-- WHAT IS NEEDED --
Transcribe precisely those lines of the listing that fall between the line containing "query: the noun phrase to segment: smiling" and the last line, inclusive of both.
— start RECORD LIST —
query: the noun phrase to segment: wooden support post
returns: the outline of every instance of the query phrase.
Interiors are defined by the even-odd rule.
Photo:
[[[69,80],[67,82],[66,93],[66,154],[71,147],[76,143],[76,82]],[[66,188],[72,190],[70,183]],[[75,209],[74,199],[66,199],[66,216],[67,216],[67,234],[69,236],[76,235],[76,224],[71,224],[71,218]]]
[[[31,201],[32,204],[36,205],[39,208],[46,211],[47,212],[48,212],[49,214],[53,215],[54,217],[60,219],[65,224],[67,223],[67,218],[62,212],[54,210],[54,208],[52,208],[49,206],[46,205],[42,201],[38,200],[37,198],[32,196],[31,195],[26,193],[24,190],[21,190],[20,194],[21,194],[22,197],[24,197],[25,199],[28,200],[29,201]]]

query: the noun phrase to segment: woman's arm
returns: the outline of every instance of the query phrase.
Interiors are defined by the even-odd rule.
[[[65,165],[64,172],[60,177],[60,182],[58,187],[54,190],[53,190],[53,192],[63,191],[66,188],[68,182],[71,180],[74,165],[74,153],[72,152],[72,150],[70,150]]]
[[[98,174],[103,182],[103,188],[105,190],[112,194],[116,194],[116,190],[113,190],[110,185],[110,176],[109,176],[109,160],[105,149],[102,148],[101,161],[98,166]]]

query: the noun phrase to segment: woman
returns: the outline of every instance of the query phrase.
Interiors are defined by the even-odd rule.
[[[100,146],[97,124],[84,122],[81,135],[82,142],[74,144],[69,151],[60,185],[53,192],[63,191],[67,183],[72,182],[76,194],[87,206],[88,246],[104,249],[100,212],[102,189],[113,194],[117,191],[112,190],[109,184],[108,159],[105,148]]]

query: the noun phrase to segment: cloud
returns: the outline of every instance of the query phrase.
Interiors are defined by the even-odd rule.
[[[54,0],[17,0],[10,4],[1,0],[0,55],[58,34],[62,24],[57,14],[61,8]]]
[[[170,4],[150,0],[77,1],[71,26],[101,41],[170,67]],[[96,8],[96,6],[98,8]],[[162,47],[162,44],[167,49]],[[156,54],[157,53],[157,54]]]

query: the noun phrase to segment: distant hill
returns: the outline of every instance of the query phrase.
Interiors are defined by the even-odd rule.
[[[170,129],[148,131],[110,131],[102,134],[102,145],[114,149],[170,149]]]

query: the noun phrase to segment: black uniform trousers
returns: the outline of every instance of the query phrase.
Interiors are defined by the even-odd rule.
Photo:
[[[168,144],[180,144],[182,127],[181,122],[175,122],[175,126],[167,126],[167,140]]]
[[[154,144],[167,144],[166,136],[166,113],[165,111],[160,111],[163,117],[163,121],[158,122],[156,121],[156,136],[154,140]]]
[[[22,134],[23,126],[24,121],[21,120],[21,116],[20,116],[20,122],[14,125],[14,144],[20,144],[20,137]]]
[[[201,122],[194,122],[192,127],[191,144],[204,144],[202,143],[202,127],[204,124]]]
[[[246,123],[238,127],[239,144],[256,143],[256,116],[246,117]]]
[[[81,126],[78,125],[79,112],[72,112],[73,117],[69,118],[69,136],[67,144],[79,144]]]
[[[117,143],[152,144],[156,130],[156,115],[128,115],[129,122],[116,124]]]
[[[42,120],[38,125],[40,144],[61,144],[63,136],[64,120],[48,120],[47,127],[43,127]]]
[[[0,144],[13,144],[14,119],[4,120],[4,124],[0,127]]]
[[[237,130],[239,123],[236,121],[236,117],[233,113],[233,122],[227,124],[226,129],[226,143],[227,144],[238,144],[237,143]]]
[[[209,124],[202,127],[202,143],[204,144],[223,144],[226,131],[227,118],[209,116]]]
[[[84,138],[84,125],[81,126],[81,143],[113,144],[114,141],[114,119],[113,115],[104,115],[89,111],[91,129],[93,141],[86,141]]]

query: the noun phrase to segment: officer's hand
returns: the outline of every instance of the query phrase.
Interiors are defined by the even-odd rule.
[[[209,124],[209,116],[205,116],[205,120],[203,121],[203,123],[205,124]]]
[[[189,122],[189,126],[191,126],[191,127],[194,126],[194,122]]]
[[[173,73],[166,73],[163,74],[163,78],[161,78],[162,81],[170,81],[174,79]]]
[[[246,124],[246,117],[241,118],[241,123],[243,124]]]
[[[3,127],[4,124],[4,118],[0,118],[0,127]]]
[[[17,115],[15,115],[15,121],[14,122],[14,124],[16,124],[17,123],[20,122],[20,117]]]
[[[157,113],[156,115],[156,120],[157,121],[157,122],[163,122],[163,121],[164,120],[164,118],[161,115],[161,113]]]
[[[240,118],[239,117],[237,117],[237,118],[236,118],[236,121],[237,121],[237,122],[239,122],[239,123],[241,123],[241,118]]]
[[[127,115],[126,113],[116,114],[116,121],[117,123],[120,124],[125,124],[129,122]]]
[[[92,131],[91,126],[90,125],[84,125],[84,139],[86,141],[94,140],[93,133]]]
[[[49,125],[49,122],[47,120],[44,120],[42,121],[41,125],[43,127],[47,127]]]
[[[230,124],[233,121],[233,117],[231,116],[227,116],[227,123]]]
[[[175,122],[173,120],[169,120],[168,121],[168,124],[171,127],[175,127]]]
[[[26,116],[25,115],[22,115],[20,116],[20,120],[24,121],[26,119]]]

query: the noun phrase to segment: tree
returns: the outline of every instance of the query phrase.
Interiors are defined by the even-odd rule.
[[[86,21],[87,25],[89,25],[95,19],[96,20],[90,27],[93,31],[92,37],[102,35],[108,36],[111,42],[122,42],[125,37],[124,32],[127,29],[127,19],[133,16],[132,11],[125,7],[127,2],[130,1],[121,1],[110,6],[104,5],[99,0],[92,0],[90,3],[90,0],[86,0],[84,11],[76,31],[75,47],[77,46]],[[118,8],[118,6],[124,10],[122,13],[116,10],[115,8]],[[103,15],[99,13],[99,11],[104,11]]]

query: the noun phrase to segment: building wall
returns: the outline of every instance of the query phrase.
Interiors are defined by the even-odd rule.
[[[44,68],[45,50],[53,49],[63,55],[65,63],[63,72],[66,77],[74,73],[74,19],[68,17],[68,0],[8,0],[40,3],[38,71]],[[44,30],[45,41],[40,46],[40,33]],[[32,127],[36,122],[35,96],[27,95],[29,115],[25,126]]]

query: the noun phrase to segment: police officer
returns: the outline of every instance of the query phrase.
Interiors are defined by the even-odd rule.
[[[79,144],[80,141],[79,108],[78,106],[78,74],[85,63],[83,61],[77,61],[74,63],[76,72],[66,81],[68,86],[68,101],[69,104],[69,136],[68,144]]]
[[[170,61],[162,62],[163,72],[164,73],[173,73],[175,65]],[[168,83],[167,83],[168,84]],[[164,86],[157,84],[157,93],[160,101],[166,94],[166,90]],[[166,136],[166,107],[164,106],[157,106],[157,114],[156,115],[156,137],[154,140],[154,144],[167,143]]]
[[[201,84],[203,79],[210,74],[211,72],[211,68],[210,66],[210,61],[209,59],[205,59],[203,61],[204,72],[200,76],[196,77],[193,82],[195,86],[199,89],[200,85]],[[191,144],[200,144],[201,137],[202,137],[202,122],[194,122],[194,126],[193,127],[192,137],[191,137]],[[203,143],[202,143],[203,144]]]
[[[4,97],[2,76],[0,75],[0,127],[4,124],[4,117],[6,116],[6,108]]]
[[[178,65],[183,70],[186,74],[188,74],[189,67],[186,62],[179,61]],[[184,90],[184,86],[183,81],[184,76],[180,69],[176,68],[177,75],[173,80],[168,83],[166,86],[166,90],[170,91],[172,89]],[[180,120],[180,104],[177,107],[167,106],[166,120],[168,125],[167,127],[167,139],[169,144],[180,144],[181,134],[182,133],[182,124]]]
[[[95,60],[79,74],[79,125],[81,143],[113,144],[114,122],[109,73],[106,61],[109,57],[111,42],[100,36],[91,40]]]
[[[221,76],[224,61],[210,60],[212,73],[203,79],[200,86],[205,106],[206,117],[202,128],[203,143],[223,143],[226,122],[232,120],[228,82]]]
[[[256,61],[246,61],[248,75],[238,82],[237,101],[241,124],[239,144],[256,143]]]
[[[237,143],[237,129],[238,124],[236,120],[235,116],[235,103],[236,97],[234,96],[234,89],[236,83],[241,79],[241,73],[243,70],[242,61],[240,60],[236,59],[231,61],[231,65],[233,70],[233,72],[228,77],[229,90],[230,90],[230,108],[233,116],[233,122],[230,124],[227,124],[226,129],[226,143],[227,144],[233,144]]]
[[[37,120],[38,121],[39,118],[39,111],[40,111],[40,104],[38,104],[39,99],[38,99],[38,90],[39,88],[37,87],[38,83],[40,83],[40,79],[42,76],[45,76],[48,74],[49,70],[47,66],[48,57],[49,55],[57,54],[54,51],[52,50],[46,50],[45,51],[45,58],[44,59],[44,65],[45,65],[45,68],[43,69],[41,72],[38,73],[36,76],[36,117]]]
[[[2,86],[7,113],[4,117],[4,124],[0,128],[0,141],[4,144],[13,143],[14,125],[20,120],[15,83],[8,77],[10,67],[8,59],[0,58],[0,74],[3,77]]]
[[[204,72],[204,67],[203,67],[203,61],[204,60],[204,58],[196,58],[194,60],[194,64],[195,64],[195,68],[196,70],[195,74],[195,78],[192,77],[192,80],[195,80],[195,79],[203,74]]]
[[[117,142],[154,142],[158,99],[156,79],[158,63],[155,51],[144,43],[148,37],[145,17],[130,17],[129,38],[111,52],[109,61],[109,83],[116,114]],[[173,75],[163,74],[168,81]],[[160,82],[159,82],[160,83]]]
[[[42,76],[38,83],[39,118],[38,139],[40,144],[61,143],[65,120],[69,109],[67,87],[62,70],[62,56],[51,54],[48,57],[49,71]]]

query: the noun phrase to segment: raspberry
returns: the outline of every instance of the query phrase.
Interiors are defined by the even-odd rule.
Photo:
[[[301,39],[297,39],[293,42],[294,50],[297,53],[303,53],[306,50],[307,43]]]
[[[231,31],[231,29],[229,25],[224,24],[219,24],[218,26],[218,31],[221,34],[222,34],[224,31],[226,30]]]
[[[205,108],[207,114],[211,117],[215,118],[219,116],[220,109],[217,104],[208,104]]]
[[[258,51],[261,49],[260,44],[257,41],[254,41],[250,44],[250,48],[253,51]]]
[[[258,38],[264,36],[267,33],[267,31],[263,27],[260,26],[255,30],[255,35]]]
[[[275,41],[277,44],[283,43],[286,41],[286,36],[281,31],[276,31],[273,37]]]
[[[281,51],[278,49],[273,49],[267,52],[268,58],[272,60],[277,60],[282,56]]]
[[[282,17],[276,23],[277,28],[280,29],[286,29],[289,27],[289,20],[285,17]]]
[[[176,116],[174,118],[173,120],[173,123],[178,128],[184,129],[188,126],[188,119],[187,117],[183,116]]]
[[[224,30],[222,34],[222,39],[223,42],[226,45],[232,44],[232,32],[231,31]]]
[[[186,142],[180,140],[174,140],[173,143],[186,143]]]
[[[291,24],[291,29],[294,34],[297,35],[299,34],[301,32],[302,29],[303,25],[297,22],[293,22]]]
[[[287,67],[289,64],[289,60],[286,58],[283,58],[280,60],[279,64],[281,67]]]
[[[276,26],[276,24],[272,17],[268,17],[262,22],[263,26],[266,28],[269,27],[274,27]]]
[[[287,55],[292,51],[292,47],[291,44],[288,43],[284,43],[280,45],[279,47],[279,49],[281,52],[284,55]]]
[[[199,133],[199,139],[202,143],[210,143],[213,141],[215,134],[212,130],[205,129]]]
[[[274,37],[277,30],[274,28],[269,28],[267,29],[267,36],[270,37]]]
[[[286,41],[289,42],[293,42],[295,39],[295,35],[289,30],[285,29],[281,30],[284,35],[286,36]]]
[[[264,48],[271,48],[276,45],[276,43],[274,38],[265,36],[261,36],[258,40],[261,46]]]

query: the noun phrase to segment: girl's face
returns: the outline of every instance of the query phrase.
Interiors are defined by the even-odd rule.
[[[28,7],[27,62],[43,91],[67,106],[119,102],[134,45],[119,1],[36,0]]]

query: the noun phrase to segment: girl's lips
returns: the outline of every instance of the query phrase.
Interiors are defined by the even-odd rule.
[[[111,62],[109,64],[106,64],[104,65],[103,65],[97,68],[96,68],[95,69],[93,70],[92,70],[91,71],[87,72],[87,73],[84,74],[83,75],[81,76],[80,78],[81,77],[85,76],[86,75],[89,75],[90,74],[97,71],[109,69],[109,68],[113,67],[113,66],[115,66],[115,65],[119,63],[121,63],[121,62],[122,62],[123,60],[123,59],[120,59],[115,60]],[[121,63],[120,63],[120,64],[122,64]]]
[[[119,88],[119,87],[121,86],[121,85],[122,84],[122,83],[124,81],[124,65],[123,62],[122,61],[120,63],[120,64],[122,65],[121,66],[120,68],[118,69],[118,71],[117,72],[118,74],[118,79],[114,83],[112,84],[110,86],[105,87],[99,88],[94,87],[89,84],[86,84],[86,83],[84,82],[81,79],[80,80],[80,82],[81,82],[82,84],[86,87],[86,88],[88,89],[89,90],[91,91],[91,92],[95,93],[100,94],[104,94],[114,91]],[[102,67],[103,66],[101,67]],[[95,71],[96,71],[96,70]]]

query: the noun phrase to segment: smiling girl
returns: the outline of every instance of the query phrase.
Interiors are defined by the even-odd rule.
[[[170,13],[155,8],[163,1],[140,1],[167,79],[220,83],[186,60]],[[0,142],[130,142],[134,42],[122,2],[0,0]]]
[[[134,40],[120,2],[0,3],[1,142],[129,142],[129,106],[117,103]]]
— end RECORD LIST —
-- ANSWER TO THIS PROBLEM --
query: the noun phrase to segment: smiling girl
returns: the outline of every instance of the query phrase.
Interiors are defined by the even-odd rule.
[[[170,13],[155,8],[163,1],[140,1],[167,79],[220,83],[186,60]],[[0,142],[130,142],[134,42],[122,2],[0,0]]]
[[[134,40],[120,2],[0,3],[1,142],[129,142],[129,106],[117,103]]]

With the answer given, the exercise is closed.